START

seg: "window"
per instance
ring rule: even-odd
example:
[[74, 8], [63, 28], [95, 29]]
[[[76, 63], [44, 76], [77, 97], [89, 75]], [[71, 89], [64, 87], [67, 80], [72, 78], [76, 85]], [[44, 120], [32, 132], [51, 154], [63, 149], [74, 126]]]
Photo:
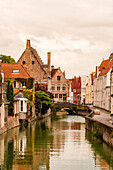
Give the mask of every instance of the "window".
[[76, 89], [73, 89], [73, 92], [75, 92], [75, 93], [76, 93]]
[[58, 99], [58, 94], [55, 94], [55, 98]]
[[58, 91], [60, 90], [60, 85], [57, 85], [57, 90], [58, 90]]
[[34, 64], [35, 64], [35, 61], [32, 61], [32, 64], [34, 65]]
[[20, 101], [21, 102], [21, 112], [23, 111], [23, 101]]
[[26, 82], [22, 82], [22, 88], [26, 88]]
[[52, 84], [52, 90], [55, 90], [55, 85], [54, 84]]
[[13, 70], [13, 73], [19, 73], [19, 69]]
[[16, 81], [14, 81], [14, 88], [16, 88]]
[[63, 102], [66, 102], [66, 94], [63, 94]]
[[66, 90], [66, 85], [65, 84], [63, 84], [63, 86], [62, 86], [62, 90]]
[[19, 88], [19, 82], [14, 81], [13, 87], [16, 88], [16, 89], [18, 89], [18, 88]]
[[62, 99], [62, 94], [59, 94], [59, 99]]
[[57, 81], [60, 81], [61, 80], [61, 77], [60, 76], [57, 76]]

END

## BRIEF
Copy the items from their first line through the line containing "[[20, 101], [21, 102], [21, 112], [23, 111], [23, 101]]", both included. Multiply every polygon coordinate in the answers by 0.3 and round each to a whole number, halves up, leaving the requests and their sample outlines unchanged and omitting the pictures.

## REPLY TO THE TASK
seg: "window"
per instance
ring rule: even-odd
example:
[[74, 8], [63, 28], [95, 29]]
[[[76, 63], [44, 76], [77, 97], [89, 75]], [[71, 89], [64, 87], [67, 80], [72, 78], [76, 85]], [[44, 120], [32, 132], [51, 154], [63, 149], [74, 126]]]
Photo:
Give the mask of every instance of the "window".
[[23, 27], [22, 27], [22, 28], [23, 28], [23, 28], [23, 28]]
[[17, 30], [17, 28], [17, 28], [17, 29]]
[[17, 27], [18, 27], [18, 26], [17, 26], [17, 27], [17, 27]]
[[10, 19], [11, 19], [11, 18], [10, 18], [10, 19], [10, 20]]
[[6, 30], [6, 31], [6, 34], [7, 33], [7, 30]]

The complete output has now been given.